Come anticipato in precedenza, un cambio di passo nella percezione della questione meridionale fu fornito da Gaetano Salvemini, nato a Molfetta l’8 settembre 1873. Egli era un socialista dapprincipio molto radicale e non risparmiava critiche nei confronti dello Stato liberale. La sua convinzione era che il Sud stesse scontando il grave danno di una malagestione da parte della classe dirigente liberale: serviva allora un moto organico e popolare degli oppressi che si ponesse come alternativa alla gestione dell’epoca.
Le critiche non erano solo indirizzate ai liberali, bensì dardeggiavano anche contro il meridionalismo della prima ora. Salvemini rappresentò un punto di svolta anche per questo: egli disprezzò la trattazione della questione meridionale in senso paternalistico, battezzando un nuovo modo di concepire la condizione del Mezzogiorno (troverà compimento il suo pensiero nelle elaborazioni di Gramsci e Dorso).

Massimo Luigi Salvadori, in Lezioni di meridionalismo,  divide in tre fasi il pensiero meridionalista di Salvemini:

Possiamo parlare di tre fasi: la prima, in cui privilegiò il protagonismo delle masse lavoratrici del Sud, la quale, anche qui con mutamenti di impostazione tutt’altro che lievi, si concluse con la sua uscita nel 1911 dal Partito socialista; la seconda, che occupò il periodo dal 1911 al primo dopoguerra, quando, convertitosi alla teoria di Mosca, puntò sull’azione di minoranze politico-intellettuali animate da spirito illuministico; la terza, che va dal 1949 – anno del suo ritorno in Italia dopo gli anni dell’esilio – alla morte, durante la quale, come egli stesso ebbe a dire, mise molta acqua nel vino di un tempo, e si convertì alla tesi, che aveva con tanta intransigenza combattuto, che la speranza della rinascita del Mezzogiorno, poco potendosi contare sulle forze indigene, dipendeva dall’aiuto offerto da quelle progressiste e riformiste del Settentrione.

CONTENUTO DEL DATASET:
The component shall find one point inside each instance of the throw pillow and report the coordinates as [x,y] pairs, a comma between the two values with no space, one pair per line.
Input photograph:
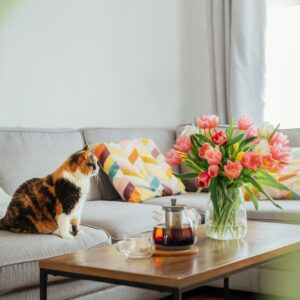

COMPITO BREVE A: Trascrivi dal testo su Salvemini il passo che va da "Le critiche non" fino a "Gramsci e Dorso)." compreso.
COMPITO BREVE B:
Rispondi alle domande seguenti in base al testo su Salvemini.
(i) In quale città e in che data nacque Gaetano Salvemini?
(ii) In quale anno Salvemini uscì dal Partito socialista?
(iii) In quale opera Massimo Luigi Salvadori divide in tre fasi il pensiero meridionalista di Salvemini?
COMPITO BREVE C:
Secondo il testo su Salvemini, le affermazioni seguenti sono corrette? Rispondi sì o no a ciascuna e cita le parole del testo che lo stabiliscono.
(i) Salvemini trattò la questione meridionale in senso paternalistico.
(ii) Il 1949 è l'anno in cui Salvemini tornò in Italia dopo l'esilio.
(iii) Nella seconda fase Salvemini puntò sul protagonismo delle masse lavoratrici del Sud.

SOLUZIONE SVOLTA A:
Le critiche non erano solo indirizzate ai liberali, bensì dardeggiavano anche contro il meridionalismo della prima ora. Salvemini rappresentò un punto di svolta anche per questo: egli disprezzò la trattazione della questione meridionale in senso paternalistico, battezzando un nuovo modo di concepire la condizione del Mezzogiorno (troverà compimento il suo pensiero nelle elaborazioni di Gramsci e Dorso).

SOLUZIONE SVOLTA B:
(i) A Molfetta, l'8 settembre 1873.
(ii) Nel 1911.
(iii) In Lezioni di meridionalismo.

SOLUZIONE SVOLTA C:
(i) No: «egli disprezzò la trattazione della questione meridionale in senso paternalistico».
(ii) Sì: «dal 1949 – anno del suo ritorno in Italia dopo gli anni dell’esilio –».
(iii) No: «puntò sull’azione di minoranze politico-intellettuali animate da spirito illuministico».